§ **Trecho do documento**:
'Fingi ser gari por 8 anos e vivi como um ser
invisível'
Psicólogo varreu as ruas da USP para concluir sua tese de mestrado da
'invisibilidade pública'. Ele comprovou que, em geral, as pessoas
enxergam apenas a função social do outro. Quem não
está bem posicionado
sob esse critério, vira mera sombra social.
Plínio Delphino, Diário de São Paulo.
O psicólogo social Fernando Braga da Costa vestiu
uniforme e trabalhou
oito anos como gari, varrendo ruas da Universidade
de São Paulo. Ali,
constatou que, ao olhar da maioria, os
trabalhadores braçais são 'seres
invisíveis, sem nome'. Em sua tese de mestrado,
pela USP, conseguiu
comprovar a existência da 'invisibilidade pública',
ou seja, uma
percepção humana totalmente prejudicada e
condicionada à divisão
social do trabalho, onde enxerga-se somente a
função e não a pessoa.
Braga trabalhava apenas meio período como gari, não
recebia o salário de
R$ 400 como os colegas de vassoura, mas garante que
teve a maior lição
de sua vida:
'Descobri que um simples bom dia, que nunca recebi
como gari, pode
significar um sopro de vida, um sinal da própria
existência', explica o
pesquisador.
O psicólogo sentiu na pele o que é ser tratado como
um objeto e não
como um ser humano. 'Professores que me abraçavam
nos corredores da USP
passavam por mim, não me reconheciam por causa do
uniforme. Às vezes,
esbarravam no meu ombro e, sem ao menos pedir
desculpas, seguiam me
ignorando, como se tivessem encostado em um poste,
ou em um orelhão',
diz.
No primeiro dia de trabalho paramos pro café. Eles
colocaram uma
garrafa térmica sobre uma plataforma de concreto.
Só que não tinha
caneca. Havia um clima estranho no ar, eu era um
sujeito vindo de outra
classe, varrendo rua com eles. Os garis mal
conversavam comigo, alguns
se aproximavam para ensinar o serviço. Um deles foi
até o latão de lixo
pegou duas latinhas de refrigerante cortou as
latinhas pela metade e
serviu o café ali, na latinha suja e grudenta.
E
como a gente estava num grupo grande, esperei que eles se servissem primeiro.

§ **Dados de origem**:
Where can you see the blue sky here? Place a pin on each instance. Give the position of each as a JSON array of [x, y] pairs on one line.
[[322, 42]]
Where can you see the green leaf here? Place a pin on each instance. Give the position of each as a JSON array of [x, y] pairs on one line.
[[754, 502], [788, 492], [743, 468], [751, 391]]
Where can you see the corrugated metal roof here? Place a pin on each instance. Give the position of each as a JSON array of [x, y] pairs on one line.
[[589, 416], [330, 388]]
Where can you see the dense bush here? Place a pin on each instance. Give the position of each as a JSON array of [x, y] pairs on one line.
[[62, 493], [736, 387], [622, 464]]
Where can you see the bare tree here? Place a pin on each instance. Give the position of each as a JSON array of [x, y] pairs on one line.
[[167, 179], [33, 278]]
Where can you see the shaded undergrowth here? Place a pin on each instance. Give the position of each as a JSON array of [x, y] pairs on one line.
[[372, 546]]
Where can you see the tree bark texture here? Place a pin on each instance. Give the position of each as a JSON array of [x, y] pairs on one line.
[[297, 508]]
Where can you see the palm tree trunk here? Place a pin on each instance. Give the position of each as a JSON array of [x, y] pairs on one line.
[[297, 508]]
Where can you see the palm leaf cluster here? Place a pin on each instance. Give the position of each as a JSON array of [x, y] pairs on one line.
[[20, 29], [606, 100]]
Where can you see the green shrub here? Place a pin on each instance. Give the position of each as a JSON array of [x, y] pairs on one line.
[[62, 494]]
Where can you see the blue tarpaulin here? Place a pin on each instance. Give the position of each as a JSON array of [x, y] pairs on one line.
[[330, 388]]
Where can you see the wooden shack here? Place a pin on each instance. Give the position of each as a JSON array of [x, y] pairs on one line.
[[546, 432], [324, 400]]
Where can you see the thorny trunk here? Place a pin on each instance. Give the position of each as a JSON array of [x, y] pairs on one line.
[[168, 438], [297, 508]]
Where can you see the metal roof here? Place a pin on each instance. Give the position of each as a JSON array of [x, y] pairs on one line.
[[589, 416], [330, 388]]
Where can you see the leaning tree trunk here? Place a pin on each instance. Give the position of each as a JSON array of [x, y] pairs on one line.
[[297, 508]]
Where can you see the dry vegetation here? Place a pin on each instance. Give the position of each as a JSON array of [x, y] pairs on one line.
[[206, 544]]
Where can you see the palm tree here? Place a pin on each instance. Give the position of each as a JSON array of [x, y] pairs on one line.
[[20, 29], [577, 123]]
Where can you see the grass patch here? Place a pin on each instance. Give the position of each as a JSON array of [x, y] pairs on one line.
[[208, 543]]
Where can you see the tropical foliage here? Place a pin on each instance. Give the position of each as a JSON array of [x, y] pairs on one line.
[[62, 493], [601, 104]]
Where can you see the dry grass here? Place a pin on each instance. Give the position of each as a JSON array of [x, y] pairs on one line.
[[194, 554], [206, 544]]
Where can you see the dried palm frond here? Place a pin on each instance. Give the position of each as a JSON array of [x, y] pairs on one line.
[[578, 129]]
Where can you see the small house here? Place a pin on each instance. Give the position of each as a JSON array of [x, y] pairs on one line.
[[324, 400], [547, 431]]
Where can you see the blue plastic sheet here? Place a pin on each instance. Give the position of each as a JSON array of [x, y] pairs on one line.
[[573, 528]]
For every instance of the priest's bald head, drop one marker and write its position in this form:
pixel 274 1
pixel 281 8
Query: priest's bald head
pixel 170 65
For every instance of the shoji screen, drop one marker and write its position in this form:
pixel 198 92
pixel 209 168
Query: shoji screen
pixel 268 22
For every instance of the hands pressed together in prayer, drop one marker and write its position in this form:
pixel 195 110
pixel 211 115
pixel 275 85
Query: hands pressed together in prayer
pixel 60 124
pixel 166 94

§ **Tarefa proposta**:
Transcreva da reportagem sobre o psicólogo gari o trecho que começa em "O psicólogo sentiu" e vai até "plataforma de concreto.". Os itens formam um material independente da reportagem.

§ **Resposta do exercício**:
O psicólogo sentiu na pele o que é ser tratado como
um objeto e não
como um ser humano. 'Professores que me abraçavam
nos corredores da USP
passavam por mim, não me reconheciam por causa do
uniforme. Às vezes,
esbarravam no meu ombro e, sem ao menos pedir
desculpas, seguiam me
ignorando, como se tivessem encostado em um poste,
ou em um orelhão',
diz.
No primeiro dia de trabalho paramos pro café. Eles
colocaram uma
garrafa térmica sobre uma plataforma de concreto.